What the task asks = Search the entries below for the word "detection" and copy each line that has it.

Records supplied =
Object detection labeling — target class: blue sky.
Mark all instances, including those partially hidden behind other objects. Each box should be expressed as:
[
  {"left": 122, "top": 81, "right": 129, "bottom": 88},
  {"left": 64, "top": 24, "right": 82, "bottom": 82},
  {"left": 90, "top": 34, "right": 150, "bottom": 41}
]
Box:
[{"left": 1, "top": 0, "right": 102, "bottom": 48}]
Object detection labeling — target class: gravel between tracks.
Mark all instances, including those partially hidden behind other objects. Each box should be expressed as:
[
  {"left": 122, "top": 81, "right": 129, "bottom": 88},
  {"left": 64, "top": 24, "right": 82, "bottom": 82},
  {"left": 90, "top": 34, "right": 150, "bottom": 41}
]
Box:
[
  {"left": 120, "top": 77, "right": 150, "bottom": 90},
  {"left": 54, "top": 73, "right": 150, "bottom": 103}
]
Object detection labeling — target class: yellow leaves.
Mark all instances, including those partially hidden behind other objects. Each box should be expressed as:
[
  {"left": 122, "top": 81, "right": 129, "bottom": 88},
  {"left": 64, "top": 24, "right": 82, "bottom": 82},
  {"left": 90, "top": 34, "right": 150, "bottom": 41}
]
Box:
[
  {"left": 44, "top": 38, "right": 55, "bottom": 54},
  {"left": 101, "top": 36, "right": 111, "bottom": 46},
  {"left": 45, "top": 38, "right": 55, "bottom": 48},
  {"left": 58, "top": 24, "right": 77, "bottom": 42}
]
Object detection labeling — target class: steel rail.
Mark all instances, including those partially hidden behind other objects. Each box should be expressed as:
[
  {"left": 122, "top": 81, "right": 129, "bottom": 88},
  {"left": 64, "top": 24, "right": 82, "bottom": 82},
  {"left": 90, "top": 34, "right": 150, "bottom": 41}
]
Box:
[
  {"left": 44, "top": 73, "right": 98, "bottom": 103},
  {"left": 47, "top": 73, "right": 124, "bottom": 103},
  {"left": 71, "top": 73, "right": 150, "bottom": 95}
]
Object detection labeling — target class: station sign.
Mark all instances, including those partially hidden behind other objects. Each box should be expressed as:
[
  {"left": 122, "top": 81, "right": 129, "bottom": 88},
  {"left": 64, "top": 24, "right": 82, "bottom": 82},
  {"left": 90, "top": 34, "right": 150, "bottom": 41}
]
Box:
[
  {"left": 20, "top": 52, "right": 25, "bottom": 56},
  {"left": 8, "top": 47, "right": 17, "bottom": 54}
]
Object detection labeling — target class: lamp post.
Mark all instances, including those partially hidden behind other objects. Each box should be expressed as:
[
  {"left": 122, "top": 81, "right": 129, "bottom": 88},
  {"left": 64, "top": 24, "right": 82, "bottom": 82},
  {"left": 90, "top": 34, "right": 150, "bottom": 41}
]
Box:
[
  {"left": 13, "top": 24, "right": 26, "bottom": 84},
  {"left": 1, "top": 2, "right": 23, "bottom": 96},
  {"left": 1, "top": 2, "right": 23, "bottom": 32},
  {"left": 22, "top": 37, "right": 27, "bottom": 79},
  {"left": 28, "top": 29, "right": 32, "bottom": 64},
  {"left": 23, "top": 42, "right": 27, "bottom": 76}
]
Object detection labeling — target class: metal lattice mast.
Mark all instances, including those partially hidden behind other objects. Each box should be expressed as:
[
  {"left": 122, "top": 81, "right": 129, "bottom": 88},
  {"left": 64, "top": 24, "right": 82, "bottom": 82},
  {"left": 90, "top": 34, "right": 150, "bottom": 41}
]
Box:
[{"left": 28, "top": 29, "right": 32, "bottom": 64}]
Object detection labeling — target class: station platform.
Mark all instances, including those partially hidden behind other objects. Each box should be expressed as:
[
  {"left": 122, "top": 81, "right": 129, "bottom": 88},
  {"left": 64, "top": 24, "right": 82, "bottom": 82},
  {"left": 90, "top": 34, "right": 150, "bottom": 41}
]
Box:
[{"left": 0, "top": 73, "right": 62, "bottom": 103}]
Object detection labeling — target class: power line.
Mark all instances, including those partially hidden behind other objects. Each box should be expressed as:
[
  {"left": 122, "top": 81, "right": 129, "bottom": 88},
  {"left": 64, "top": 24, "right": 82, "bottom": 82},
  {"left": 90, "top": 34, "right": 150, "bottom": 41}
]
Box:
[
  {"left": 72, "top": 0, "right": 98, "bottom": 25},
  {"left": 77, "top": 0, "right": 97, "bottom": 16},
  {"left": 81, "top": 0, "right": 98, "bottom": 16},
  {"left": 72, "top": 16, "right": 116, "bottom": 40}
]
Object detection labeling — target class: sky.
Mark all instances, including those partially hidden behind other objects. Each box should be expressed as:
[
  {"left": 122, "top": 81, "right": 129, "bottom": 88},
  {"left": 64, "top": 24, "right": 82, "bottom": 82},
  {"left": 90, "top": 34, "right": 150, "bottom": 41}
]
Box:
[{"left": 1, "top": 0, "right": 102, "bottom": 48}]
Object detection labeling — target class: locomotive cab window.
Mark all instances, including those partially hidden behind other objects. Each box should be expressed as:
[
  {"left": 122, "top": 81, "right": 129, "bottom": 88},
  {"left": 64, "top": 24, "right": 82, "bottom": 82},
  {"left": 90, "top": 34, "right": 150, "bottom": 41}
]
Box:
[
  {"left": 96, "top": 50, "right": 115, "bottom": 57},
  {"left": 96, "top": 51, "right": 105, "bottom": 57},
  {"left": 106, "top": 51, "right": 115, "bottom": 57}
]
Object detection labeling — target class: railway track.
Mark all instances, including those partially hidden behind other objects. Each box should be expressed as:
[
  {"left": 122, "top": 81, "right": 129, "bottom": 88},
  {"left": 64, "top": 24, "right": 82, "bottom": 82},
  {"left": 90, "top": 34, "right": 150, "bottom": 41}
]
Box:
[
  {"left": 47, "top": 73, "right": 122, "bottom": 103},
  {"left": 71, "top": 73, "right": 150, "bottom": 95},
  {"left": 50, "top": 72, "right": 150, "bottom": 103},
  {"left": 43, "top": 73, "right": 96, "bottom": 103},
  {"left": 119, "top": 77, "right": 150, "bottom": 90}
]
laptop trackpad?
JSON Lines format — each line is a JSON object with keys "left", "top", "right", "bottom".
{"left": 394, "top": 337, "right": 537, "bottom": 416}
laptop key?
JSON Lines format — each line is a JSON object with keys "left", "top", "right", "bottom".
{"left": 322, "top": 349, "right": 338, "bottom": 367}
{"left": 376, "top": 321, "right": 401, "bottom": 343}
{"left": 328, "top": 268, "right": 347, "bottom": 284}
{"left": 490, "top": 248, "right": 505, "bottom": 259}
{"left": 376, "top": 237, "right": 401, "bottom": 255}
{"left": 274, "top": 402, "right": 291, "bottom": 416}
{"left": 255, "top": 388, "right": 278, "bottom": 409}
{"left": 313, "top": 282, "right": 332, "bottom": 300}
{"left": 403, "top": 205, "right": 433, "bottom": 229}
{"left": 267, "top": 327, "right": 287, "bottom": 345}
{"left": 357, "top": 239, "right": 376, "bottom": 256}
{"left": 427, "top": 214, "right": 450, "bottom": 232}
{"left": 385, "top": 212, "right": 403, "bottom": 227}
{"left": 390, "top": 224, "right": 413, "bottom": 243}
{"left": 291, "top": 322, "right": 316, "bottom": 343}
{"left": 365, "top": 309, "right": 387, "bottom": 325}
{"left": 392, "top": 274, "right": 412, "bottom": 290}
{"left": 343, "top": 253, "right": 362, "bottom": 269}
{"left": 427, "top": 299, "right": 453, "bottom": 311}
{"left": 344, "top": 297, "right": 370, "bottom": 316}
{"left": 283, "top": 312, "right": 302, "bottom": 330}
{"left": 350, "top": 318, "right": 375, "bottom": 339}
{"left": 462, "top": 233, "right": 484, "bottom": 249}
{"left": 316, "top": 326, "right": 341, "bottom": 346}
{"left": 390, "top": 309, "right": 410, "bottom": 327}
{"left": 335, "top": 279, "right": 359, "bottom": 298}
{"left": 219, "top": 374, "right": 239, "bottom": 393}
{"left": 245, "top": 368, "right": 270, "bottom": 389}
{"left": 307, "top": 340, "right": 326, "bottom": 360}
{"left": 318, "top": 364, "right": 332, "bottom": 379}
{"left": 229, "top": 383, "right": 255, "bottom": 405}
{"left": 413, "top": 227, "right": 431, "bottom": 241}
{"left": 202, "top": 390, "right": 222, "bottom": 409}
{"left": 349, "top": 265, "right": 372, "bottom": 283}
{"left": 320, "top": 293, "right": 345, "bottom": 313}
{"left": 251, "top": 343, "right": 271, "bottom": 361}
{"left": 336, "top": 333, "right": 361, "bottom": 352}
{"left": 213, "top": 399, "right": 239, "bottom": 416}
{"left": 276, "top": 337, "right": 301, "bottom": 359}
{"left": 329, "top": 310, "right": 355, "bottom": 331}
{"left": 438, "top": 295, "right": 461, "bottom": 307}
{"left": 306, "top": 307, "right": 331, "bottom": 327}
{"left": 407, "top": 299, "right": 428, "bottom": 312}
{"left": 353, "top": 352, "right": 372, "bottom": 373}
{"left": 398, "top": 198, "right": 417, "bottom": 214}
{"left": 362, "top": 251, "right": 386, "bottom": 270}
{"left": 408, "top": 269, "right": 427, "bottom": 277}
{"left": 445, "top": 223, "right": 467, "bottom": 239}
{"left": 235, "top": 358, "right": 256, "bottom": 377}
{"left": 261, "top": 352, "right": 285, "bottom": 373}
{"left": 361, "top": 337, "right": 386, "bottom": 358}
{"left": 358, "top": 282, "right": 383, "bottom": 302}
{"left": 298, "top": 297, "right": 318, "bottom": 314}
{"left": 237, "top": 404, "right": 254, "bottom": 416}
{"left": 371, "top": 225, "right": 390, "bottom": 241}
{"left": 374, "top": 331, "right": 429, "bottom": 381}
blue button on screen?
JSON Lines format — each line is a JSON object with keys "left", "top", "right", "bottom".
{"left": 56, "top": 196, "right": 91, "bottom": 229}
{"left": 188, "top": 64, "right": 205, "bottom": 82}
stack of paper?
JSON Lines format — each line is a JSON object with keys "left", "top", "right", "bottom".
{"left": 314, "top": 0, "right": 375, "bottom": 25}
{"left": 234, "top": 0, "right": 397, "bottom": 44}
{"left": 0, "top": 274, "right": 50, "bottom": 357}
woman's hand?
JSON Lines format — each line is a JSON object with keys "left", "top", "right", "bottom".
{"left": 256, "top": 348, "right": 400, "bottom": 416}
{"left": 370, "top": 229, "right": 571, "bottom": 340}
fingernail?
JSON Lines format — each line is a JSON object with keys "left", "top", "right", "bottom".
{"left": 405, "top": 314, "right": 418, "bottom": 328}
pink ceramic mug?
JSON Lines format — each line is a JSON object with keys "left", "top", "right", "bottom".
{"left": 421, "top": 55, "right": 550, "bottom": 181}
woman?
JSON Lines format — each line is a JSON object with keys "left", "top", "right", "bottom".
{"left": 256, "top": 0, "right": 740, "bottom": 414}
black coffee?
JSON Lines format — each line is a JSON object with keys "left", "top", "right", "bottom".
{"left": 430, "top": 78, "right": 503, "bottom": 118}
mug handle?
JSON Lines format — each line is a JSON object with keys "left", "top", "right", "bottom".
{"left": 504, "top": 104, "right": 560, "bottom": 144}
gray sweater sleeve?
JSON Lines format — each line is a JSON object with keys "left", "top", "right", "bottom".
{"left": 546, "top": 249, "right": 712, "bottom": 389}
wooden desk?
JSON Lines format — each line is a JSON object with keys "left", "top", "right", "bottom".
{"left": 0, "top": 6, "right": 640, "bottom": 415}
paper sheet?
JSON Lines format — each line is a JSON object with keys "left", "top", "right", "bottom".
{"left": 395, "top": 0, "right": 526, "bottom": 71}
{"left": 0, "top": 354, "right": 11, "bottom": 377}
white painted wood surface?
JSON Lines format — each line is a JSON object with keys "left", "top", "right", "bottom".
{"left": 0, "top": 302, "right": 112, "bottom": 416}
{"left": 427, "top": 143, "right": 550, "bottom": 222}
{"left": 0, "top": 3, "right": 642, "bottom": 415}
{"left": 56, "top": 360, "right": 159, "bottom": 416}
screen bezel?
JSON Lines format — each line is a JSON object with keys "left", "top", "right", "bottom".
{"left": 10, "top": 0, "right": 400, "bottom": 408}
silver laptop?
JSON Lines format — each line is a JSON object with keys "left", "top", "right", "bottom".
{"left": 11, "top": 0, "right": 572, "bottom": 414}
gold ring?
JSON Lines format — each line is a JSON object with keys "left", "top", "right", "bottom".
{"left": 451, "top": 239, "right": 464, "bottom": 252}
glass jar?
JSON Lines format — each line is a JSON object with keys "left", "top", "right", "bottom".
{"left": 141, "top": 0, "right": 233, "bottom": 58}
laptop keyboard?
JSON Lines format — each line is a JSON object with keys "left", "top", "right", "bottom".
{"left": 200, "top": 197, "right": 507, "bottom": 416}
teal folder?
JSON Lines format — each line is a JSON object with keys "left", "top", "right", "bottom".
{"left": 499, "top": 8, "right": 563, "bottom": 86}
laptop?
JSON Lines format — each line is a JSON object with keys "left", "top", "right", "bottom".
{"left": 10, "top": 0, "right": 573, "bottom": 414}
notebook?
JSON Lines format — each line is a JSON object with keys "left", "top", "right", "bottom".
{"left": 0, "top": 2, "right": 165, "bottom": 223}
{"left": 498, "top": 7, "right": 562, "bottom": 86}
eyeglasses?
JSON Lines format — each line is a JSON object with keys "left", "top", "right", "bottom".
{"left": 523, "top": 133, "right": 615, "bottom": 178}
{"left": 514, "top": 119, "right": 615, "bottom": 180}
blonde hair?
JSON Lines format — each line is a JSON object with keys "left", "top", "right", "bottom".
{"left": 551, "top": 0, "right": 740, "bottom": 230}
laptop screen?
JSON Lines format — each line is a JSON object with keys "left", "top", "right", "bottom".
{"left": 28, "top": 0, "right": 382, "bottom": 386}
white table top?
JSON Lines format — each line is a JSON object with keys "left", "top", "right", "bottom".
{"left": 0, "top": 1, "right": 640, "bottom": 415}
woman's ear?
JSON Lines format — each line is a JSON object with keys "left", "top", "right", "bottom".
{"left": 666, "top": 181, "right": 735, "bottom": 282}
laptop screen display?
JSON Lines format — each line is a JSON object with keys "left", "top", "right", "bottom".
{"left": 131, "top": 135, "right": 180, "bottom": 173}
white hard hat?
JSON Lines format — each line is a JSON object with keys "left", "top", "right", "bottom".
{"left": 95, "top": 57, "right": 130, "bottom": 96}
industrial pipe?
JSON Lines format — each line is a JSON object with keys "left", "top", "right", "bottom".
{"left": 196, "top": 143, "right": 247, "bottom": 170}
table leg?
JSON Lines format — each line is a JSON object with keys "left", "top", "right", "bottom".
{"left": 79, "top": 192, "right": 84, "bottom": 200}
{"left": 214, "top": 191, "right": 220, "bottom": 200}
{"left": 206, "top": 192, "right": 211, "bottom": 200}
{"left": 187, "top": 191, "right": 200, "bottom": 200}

Exercise response =
Object detection labeling — target class: blue sky.
Object detection labeling — target class: gravel between tracks.
Object detection labeling — target class: yellow leaves.
Object detection labeling — target class: steel rail.
Object detection labeling — target class: station sign.
Object detection labeling — target class: lamp post.
Object detection labeling — target class: metal lattice mast.
Object detection labeling — target class: station platform.
Object detection labeling — target class: power line.
Object detection labeling — target class: sky.
Object detection labeling — target class: locomotive cab window.
Object detection labeling — target class: railway track.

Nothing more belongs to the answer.